DOCUMENT EXTRACT.

┏━━

Quickstart
Create your first metric, log the events it depends on, attach it to an experiment — five minutes, end to end.
This walks you through the metric pipeline end to end: pick a metric, log the underlying events, create the metric definition, attach it to an experiment, and read the result. By the end you'll have a primary metric that drives a real ship/no-ship decision.
The 5-minute path
define · log · attach · readCreate a conversion metric
Log the underlying event from your code
Attach to an experiment as the primary metric
Watch the lift + p-value on the dashboard
1. Pick what to measure
Before you create anything, answer one question: what number tells you the experiment worked?
For a checkout-flow rewrite: probably purchase_conversion — did exposed users buy? For a new
paywall: probably subscription_conversion — did they sign up? For a homepage redesign:
typically session_engagement — did they click past the fold?
Pick one. Two is fine if they're closely related. Five primary metrics means you haven't decided yet — go back and decide.
The metric needs to be:
- Computable from events you already log (or are willing to start logging).
- Specific to the change — not "DAU," which moves for a hundred reasons. "Did this exposed user convert after exposure."
- Reasonable to detect — a 1% conversion lift on 1,000 users a day will take a month. Check the power table before committing.
2. Define the metric
The simplest case — did event X happen for this user at least once?
shipeasy metrics create purchase_conversion \
--type conversion \
--event purchaseYou now have a metric definition. It does nothing on its own; it tells the analysis pipeline how to aggregate the underlying events per user.

┗━━

DATA EXTRACT.
┏━━

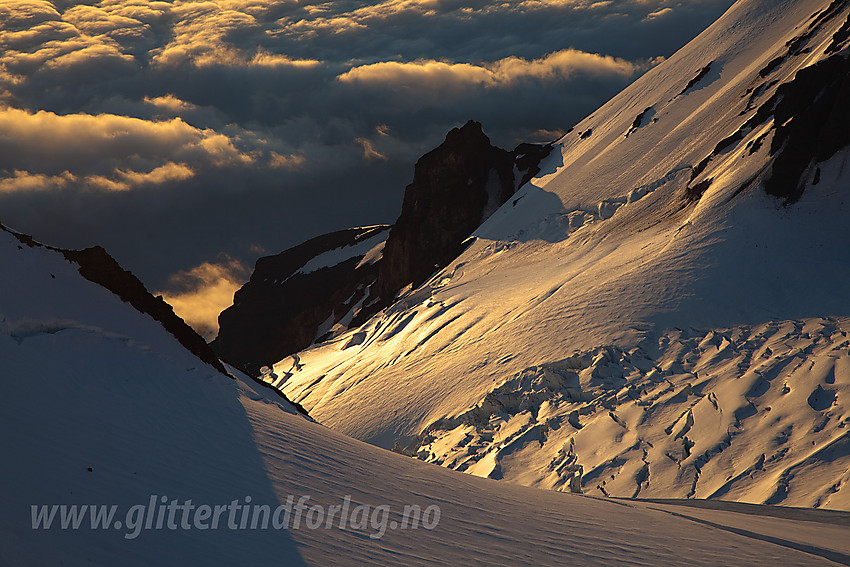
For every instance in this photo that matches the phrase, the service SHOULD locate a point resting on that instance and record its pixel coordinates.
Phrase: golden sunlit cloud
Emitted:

┗━━

REQUIREMENTS.
[a] Answer these about the quickstart, one line each:
(i) How long is the whole path said to take?
(ii) Which metric does it suggest for a new paywall?
(iii) What value is passed to --type when the metric is created?
[b] Please rewrite the passage of the quickstart that begins at the words "For a checkout-flow" and ends after "past the fold?", replacing "homepage redesign" with "search page redesign".
The data are not needed for anything here.

TASK RESPONSES.
[a]
(i) Five minutes
(ii) subscription_conversion
(iii) conversion

[b]
For a checkout-flow rewrite: probably purchase_conversion — did exposed users buy? For a new
paywall: probably subscription_conversion — did they sign up? For a search page redesign:
typically session_engagement — did they click past the fold?